> [EXERCISE DETAILS] Can you put all the items below into a numbered list, leaving out any blank lines?

> [SUPPLIED MATERIAL]
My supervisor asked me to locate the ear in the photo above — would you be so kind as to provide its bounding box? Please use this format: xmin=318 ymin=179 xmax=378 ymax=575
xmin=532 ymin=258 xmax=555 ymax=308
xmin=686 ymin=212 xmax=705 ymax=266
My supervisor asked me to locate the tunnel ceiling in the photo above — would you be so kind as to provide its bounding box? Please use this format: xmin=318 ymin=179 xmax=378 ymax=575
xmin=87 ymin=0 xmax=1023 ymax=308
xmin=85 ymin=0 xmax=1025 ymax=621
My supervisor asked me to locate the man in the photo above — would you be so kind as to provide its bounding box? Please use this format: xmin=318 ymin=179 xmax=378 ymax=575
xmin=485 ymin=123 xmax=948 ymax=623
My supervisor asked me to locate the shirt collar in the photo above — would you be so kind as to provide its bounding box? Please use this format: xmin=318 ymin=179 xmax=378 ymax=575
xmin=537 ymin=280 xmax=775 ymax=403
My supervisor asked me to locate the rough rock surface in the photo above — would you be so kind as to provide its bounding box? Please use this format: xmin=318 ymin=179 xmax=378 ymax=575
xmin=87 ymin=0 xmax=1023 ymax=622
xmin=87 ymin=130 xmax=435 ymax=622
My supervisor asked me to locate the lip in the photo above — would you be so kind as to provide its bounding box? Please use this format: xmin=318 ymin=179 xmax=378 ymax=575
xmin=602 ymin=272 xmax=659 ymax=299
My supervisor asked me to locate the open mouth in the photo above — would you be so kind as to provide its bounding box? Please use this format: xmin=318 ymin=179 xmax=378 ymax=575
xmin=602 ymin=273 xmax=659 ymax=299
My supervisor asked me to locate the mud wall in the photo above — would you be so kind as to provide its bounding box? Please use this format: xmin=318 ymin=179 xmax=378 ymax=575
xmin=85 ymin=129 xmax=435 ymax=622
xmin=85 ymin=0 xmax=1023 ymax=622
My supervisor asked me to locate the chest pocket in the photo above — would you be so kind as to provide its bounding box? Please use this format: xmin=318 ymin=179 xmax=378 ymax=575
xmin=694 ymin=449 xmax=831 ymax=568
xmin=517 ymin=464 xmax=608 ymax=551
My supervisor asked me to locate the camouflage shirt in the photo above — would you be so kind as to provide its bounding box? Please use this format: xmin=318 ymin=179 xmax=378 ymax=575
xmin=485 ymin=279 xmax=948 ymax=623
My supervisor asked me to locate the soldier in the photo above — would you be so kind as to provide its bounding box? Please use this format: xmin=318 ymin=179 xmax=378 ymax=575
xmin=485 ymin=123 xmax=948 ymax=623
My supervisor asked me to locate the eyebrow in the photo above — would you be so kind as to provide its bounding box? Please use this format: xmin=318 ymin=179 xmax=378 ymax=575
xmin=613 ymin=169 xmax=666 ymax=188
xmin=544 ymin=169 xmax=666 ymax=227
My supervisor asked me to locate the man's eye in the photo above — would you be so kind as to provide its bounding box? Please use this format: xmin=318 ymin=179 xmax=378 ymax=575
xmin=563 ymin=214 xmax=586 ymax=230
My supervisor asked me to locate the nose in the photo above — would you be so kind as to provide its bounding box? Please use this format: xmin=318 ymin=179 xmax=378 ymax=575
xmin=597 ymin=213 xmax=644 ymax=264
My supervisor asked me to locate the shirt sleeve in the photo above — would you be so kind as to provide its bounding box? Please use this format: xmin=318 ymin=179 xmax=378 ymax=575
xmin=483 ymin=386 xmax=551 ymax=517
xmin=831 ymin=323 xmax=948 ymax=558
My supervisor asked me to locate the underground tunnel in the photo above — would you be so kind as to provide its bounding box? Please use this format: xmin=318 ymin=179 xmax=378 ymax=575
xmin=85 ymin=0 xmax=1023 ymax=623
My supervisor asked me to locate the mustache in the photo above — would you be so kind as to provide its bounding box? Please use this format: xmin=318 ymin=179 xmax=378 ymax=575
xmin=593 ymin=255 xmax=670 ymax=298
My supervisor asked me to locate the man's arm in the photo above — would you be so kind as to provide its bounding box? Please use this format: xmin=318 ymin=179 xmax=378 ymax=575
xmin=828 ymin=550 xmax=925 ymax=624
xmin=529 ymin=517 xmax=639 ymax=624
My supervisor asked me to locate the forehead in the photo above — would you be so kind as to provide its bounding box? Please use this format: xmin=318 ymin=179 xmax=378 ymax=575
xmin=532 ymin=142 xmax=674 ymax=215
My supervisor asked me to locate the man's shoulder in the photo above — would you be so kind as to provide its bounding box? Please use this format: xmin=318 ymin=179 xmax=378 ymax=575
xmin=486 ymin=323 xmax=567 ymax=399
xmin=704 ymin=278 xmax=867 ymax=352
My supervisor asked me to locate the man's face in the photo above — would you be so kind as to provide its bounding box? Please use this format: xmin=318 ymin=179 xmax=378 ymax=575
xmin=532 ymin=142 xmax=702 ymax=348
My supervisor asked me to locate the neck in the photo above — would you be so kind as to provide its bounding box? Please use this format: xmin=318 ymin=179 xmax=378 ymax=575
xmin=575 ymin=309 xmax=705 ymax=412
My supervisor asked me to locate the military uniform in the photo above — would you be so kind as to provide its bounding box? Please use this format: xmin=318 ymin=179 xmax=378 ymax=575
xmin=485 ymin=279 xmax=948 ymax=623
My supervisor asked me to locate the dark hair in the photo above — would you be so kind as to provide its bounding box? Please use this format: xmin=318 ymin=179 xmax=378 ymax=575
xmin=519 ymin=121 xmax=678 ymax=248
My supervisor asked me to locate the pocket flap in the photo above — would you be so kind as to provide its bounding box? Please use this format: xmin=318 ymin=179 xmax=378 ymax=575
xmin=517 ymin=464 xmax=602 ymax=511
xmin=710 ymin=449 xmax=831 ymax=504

> [RESPONSE]
1. My supervisor asked me to locate the ear in the photo above — would you be so kind as to provide its bounding box? Please use this format: xmin=318 ymin=179 xmax=378 ymax=575
2. xmin=532 ymin=258 xmax=555 ymax=308
3. xmin=686 ymin=212 xmax=705 ymax=266
4. My supervisor asked me to locate the tunnel ceiling in the photo above — would you be so kind as to provide its bounding box? Please use this format: xmin=318 ymin=179 xmax=378 ymax=575
5. xmin=87 ymin=0 xmax=1023 ymax=308
6. xmin=85 ymin=0 xmax=1025 ymax=621
7. My supervisor asked me to locate the man in the photo above — would you be so kind as to provide its bounding box? Please use this format: xmin=318 ymin=179 xmax=378 ymax=575
8. xmin=485 ymin=123 xmax=948 ymax=623
9. My supervisor asked me to locate the shirt collar in the photo above — would you be so kind as to provide its bounding box? Please use this format: xmin=318 ymin=179 xmax=378 ymax=575
10. xmin=537 ymin=280 xmax=775 ymax=403
11. My supervisor asked me to locate the rough rock surface in the photo above — would you be so kind as to provide its bounding box? Please use this format: xmin=318 ymin=179 xmax=378 ymax=575
12. xmin=87 ymin=0 xmax=1023 ymax=622
13. xmin=87 ymin=130 xmax=435 ymax=622
14. My supervisor asked me to locate the lip in the photo above — would you be so kind as to provide its bounding box? Please use this format: xmin=318 ymin=179 xmax=378 ymax=575
15. xmin=602 ymin=272 xmax=659 ymax=299
16. My supervisor asked me to locate the open mouth in the photo above — would you be so kind as to provide its bounding box? Please use this format: xmin=318 ymin=179 xmax=378 ymax=575
17. xmin=602 ymin=273 xmax=659 ymax=299
18. My supervisor asked me to locate the mud wall in the photo above — would you be so kind as to provide its bounding box? Please use this format: xmin=318 ymin=179 xmax=378 ymax=575
19. xmin=85 ymin=129 xmax=435 ymax=622
20. xmin=85 ymin=0 xmax=1023 ymax=622
21. My supervisor asked me to locate the chest pocket in the photo above — would you be so kind as to provide its bounding box? Please use this format: xmin=318 ymin=179 xmax=378 ymax=575
22. xmin=694 ymin=449 xmax=831 ymax=568
23. xmin=517 ymin=464 xmax=608 ymax=551
24. My supervisor asked me to locate the camouflage shirt in the photo above — would you be so kind as to provide its bounding box? Please use this format: xmin=318 ymin=179 xmax=378 ymax=575
25. xmin=485 ymin=279 xmax=948 ymax=623
26. My supervisor asked me to locate the soldier in the photo above — would you be so kind as to provide its bounding box? Please use this format: xmin=318 ymin=179 xmax=378 ymax=575
27. xmin=485 ymin=123 xmax=948 ymax=623
28. My supervisor asked me to locate the eyebrow in the photo above — would you be so kind as to provide its bounding box? Please use this format: xmin=318 ymin=179 xmax=378 ymax=575
29. xmin=613 ymin=169 xmax=666 ymax=188
30. xmin=544 ymin=169 xmax=666 ymax=227
31. My supervisor asked me to locate the man's eye in the photo above — would you be so kind as to provide its bounding box? Please use this format: xmin=318 ymin=179 xmax=378 ymax=575
32. xmin=563 ymin=214 xmax=586 ymax=230
33. My supervisor asked me to locate the nose in the photo above — would you be so kind as to provide its bounding box? Please use this format: xmin=318 ymin=179 xmax=378 ymax=575
34. xmin=597 ymin=213 xmax=644 ymax=264
35. My supervisor asked me to locate the shirt sleeve in the photo above — would you be so kind as to provide its bounding box? Please use this format: xmin=318 ymin=179 xmax=378 ymax=575
36. xmin=483 ymin=386 xmax=551 ymax=517
37. xmin=831 ymin=323 xmax=948 ymax=558
38. My supervisor asked me to locate the underground tunnel in the photo above — would you be so kind as to provide its bounding box? Please use this format: xmin=318 ymin=179 xmax=378 ymax=575
39. xmin=85 ymin=0 xmax=1023 ymax=623
40. My supervisor asked me to locate the mustache in the photo above — would you be so kind as to provide its bounding box? Please use this format: xmin=318 ymin=179 xmax=378 ymax=575
41. xmin=593 ymin=255 xmax=670 ymax=298
42. My supervisor asked me to locate the man's arm in the photo above — would you be so kind as to provide its bounding box? Please use this format: xmin=318 ymin=179 xmax=378 ymax=575
43. xmin=828 ymin=550 xmax=925 ymax=624
44. xmin=529 ymin=517 xmax=639 ymax=624
45. My supervisor asked me to locate the forehead in the photo above — would you be so kind as to provide its bounding box? Please use this format: xmin=318 ymin=179 xmax=378 ymax=575
46. xmin=532 ymin=142 xmax=674 ymax=215
47. My supervisor asked me to locate the man's shoulder in the photo above — would you be so kind as to provide its bounding box? Please use this format: xmin=318 ymin=179 xmax=378 ymax=575
48. xmin=486 ymin=323 xmax=567 ymax=399
49. xmin=704 ymin=278 xmax=867 ymax=352
50. My supervisor asked me to locate the man's face in the photo above — would you be so kind as to provide its bounding box? Please use this format: xmin=318 ymin=179 xmax=378 ymax=575
51. xmin=532 ymin=142 xmax=702 ymax=348
52. My supervisor asked me to locate the neck in the photo above — would you be so kind as to provide its bounding box? Please use this format: xmin=318 ymin=179 xmax=378 ymax=575
53. xmin=575 ymin=309 xmax=705 ymax=412
54. My supervisor asked me to locate the military uniform in the photo above — would you be so kind as to provide its bounding box? Please use this format: xmin=318 ymin=179 xmax=378 ymax=575
55. xmin=485 ymin=279 xmax=948 ymax=623
56. My supervisor asked me to locate the dark hair in the photo above — would you be so kind as to provide its bounding box? Please use this format: xmin=318 ymin=179 xmax=378 ymax=575
57. xmin=519 ymin=121 xmax=678 ymax=248
58. My supervisor asked me to locate the pocket flap in the photo above — would you be so kind as to provide its bounding box? Please use this format: xmin=318 ymin=179 xmax=378 ymax=575
59. xmin=517 ymin=464 xmax=602 ymax=511
60. xmin=710 ymin=449 xmax=831 ymax=504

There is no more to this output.